---------- THE RECORDS

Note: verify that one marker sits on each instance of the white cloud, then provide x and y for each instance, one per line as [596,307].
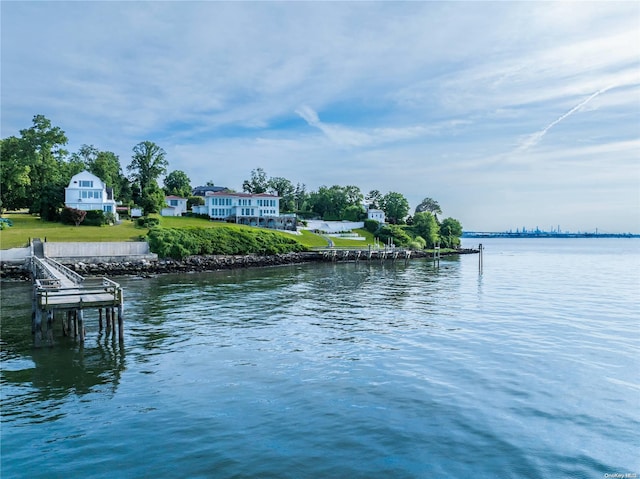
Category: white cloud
[441,99]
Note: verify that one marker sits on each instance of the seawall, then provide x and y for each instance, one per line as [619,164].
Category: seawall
[142,266]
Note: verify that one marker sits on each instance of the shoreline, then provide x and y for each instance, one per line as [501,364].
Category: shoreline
[193,264]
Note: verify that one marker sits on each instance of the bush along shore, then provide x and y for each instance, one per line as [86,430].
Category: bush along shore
[191,264]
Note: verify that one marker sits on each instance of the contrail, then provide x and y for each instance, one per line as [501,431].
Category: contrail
[536,137]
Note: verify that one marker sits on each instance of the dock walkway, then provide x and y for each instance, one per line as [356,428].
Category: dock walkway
[56,288]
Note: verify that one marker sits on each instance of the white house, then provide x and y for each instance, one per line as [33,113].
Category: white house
[176,205]
[377,215]
[88,192]
[260,209]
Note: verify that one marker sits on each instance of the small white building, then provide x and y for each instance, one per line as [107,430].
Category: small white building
[88,192]
[176,206]
[377,215]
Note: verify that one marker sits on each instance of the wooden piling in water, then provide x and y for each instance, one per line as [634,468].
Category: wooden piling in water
[50,326]
[38,327]
[120,322]
[81,325]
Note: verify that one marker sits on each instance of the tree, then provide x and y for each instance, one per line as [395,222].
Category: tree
[425,226]
[450,232]
[374,197]
[14,175]
[329,203]
[285,190]
[177,183]
[300,197]
[430,205]
[106,166]
[258,182]
[73,215]
[42,150]
[395,207]
[147,163]
[354,195]
[152,199]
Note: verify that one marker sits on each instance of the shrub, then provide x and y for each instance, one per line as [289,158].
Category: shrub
[147,222]
[94,218]
[72,216]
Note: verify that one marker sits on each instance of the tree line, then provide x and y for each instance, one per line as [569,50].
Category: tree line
[36,168]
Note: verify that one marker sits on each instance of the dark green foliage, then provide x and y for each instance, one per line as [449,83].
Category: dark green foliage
[179,243]
[72,216]
[425,226]
[194,200]
[147,222]
[396,233]
[371,225]
[95,218]
[450,232]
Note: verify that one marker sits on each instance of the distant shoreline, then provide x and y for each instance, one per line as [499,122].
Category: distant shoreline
[473,234]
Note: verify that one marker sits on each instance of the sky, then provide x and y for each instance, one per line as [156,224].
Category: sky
[509,114]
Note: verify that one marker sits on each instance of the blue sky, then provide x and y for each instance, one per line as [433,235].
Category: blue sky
[509,114]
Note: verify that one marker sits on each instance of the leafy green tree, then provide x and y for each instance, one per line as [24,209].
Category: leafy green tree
[152,199]
[430,205]
[353,213]
[285,190]
[106,166]
[395,207]
[14,175]
[374,198]
[258,182]
[450,232]
[425,226]
[354,196]
[42,150]
[147,164]
[329,203]
[177,183]
[300,197]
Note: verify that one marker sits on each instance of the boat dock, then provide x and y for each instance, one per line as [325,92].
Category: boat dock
[60,290]
[369,254]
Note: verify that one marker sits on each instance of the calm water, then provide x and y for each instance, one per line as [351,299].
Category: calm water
[367,370]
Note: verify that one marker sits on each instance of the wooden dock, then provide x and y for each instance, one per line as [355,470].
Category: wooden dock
[368,254]
[59,290]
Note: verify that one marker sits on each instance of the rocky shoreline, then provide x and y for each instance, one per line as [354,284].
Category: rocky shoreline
[191,264]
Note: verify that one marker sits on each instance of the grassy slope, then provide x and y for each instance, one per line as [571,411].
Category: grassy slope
[26,226]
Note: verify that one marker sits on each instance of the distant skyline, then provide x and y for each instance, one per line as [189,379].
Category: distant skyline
[509,114]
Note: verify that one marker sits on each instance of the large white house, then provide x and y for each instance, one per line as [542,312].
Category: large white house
[260,209]
[176,205]
[88,192]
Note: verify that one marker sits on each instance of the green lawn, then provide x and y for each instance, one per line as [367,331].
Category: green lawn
[26,226]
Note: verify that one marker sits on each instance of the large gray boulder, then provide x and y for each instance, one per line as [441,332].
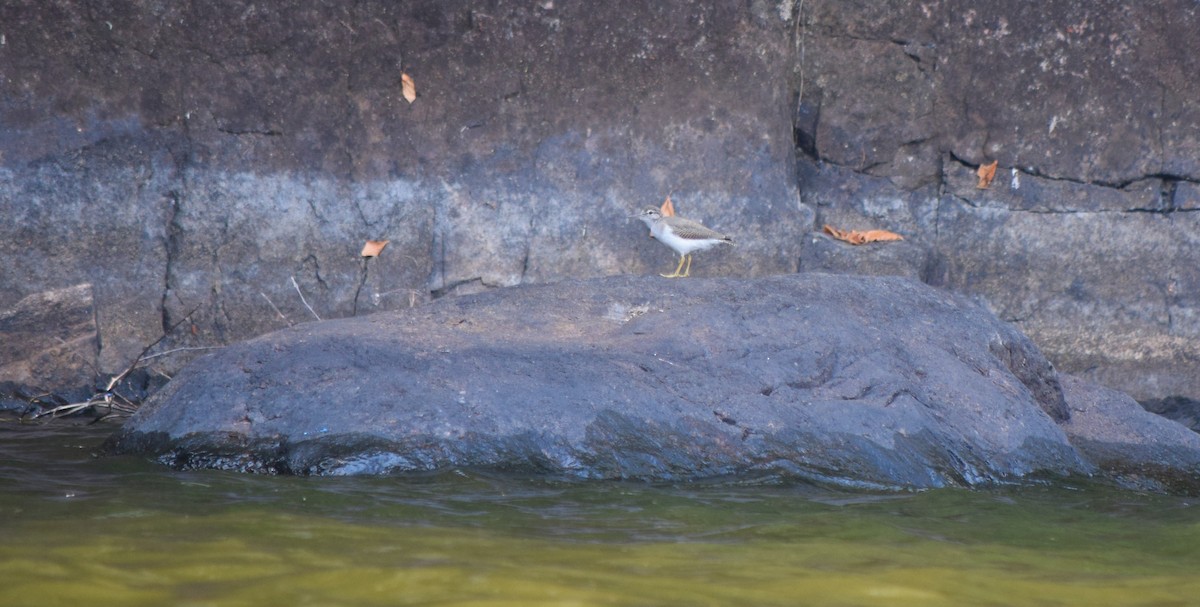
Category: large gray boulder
[857,380]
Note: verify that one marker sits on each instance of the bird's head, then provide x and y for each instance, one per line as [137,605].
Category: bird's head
[648,215]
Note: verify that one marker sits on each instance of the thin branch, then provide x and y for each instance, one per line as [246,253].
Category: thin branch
[276,308]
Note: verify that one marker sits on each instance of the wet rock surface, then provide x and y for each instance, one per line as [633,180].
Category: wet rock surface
[217,169]
[856,380]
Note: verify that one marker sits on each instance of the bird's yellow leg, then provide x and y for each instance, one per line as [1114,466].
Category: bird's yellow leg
[676,274]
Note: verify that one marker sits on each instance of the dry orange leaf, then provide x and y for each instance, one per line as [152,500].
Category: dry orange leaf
[408,88]
[862,236]
[373,247]
[667,208]
[987,173]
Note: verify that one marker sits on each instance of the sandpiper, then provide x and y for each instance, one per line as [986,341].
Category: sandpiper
[683,235]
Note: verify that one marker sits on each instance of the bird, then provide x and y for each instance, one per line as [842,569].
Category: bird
[683,235]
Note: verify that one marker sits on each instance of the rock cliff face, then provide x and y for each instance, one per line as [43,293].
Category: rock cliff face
[169,157]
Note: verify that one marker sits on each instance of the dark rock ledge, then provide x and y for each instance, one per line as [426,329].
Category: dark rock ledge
[867,382]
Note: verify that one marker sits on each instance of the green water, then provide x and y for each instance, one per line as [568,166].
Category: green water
[79,530]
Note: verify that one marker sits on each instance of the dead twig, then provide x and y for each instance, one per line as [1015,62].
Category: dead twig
[109,400]
[294,283]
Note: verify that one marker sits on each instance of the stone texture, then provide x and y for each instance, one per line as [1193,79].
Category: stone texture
[227,162]
[864,382]
[1086,236]
[1137,448]
[36,356]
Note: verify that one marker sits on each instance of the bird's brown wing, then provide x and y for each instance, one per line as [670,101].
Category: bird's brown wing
[693,229]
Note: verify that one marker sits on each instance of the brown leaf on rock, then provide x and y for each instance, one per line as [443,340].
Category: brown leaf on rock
[408,88]
[862,236]
[987,173]
[667,208]
[373,247]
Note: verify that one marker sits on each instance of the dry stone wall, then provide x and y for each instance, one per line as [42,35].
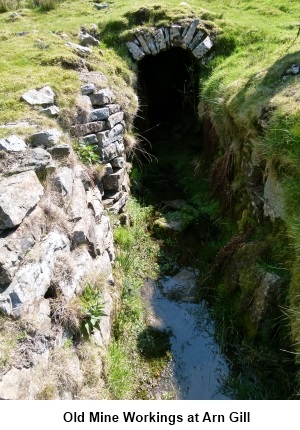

--------------------

* [EXERCISE BRIEF]: Gather every line of the material above that contains the word "ledge", and list each one in full.

* [TASK ANSWER]:
Note: verify that one marker sits on each instance of the dark rock ledge, then provide x and y for each instance, one per line as [426,329].
Category: dark rock ledge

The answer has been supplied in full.